--- begin STORED ROWS ---

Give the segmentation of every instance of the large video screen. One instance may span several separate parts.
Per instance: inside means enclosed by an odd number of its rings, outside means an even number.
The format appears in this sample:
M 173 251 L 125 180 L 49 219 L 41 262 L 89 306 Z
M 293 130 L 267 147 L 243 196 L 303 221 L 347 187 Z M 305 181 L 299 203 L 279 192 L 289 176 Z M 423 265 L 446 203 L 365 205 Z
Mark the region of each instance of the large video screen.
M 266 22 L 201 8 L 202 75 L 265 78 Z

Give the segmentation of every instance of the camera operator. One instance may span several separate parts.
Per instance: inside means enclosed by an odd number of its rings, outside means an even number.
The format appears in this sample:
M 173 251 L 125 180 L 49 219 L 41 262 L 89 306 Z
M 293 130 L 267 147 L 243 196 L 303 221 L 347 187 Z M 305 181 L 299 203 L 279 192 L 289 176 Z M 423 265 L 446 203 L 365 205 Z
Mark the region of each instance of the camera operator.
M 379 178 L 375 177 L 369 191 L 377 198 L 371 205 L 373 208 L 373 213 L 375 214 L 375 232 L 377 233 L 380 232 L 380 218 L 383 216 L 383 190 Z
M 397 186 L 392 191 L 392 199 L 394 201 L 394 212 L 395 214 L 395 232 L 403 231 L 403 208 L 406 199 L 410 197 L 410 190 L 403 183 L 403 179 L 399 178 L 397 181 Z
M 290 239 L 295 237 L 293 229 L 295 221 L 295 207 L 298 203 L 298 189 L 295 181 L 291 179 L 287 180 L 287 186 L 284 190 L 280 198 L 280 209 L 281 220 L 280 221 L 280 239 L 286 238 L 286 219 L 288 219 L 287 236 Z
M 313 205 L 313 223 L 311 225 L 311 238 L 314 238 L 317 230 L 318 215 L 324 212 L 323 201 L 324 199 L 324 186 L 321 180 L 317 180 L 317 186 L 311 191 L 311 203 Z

--- end STORED ROWS ---

:: TASK BRIEF ::
Can you output every line of the material above as a JSON list of strings, one string per line, with blank lines left out?

:: CORRECT RESPONSE ::
[
  "Give the segmentation of every instance of the large video screen. One instance may span several separate parts.",
  "Per instance: inside means enclosed by an odd number of its rings, outside means an even number.",
  "The format appears in this sample:",
  "M 173 251 L 125 180 L 49 219 L 41 262 L 89 306 Z",
  "M 293 130 L 267 147 L 243 196 L 303 221 L 347 187 Z M 305 181 L 299 203 L 279 192 L 289 176 Z M 423 265 L 446 203 L 365 205 Z",
  "Mark the region of each instance of the large video screen.",
  "M 266 22 L 201 8 L 202 75 L 265 78 Z",
  "Give the segmentation of every instance of the camera operator. One instance may span several separate parts.",
  "Per instance: inside means enclosed by an odd number of its rings, outside means an even number.",
  "The format appears in this sample:",
  "M 173 251 L 125 180 L 49 219 L 41 262 L 89 306 Z",
  "M 293 130 L 267 147 L 243 196 L 303 221 L 347 187 Z M 305 181 L 299 203 L 279 192 L 289 176 Z M 423 265 L 446 203 L 365 205 Z",
  "Mark the region of each instance of the camera operator.",
  "M 379 178 L 375 177 L 369 191 L 377 198 L 371 205 L 373 208 L 373 213 L 375 214 L 375 232 L 377 233 L 380 232 L 380 218 L 383 216 L 383 190 Z",
  "M 397 186 L 392 191 L 392 199 L 394 201 L 394 212 L 395 214 L 395 232 L 403 231 L 403 208 L 406 199 L 410 197 L 410 190 L 403 183 L 403 179 L 399 178 L 397 181 Z",
  "M 290 239 L 295 237 L 293 229 L 295 221 L 295 207 L 298 203 L 298 189 L 295 181 L 291 179 L 287 180 L 287 186 L 284 190 L 280 198 L 280 209 L 281 220 L 280 221 L 280 239 L 286 238 L 286 219 L 288 219 L 287 236 Z",
  "M 313 205 L 313 223 L 311 225 L 311 238 L 314 238 L 317 230 L 318 215 L 324 212 L 323 201 L 324 199 L 324 186 L 321 180 L 317 180 L 317 186 L 311 191 L 311 203 Z"
]